PROBLEM DETAILS: From the entries below, extract every line from the one containing "Given the photo provided, confirm whether any mother's" up to and including the one containing "537 782 929 896", and reproduce those lines without any change.
[Begin]
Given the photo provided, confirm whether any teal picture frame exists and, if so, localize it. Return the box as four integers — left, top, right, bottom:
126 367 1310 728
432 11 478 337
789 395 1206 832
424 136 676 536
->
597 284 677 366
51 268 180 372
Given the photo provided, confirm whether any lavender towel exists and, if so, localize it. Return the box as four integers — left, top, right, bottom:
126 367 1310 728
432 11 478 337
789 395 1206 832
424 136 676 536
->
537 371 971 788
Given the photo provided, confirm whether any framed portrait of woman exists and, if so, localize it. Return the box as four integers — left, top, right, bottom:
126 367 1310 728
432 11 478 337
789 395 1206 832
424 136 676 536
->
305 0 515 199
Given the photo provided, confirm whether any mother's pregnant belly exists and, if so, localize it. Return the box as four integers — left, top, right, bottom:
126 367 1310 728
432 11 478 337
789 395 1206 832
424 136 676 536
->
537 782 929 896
[End]
[Begin]
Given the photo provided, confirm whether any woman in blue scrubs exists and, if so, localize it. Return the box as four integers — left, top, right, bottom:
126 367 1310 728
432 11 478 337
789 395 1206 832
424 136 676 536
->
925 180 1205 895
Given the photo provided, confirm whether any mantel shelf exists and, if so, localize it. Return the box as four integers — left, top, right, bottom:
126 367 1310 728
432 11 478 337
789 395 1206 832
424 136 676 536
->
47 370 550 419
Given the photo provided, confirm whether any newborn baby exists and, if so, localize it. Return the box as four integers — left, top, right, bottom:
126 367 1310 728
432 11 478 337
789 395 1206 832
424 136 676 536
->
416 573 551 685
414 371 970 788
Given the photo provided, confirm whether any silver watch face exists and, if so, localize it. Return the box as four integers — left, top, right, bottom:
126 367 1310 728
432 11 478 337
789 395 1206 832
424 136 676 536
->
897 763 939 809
[End]
[Begin]
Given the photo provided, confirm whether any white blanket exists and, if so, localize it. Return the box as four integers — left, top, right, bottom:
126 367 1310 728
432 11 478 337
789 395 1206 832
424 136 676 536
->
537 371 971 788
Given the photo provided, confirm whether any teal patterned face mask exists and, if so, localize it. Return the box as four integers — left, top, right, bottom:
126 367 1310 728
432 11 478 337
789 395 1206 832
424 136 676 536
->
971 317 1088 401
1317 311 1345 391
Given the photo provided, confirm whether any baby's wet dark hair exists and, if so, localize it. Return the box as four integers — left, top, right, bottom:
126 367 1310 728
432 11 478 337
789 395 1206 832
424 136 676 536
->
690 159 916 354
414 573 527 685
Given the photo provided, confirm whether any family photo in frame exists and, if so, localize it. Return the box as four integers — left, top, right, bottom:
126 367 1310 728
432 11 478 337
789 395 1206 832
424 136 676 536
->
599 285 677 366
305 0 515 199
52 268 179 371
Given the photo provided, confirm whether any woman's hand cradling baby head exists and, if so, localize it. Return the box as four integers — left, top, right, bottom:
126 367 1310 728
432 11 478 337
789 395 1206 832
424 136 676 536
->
[End]
RESPONSE TO THIS TASK:
Given the photo provided, confirm whether any mother's pregnant belly exists and, if so, localize it. Return the box as four integers — left, top, right, bottom:
126 367 1310 728
432 11 478 337
789 395 1206 832
424 136 676 536
->
537 782 929 896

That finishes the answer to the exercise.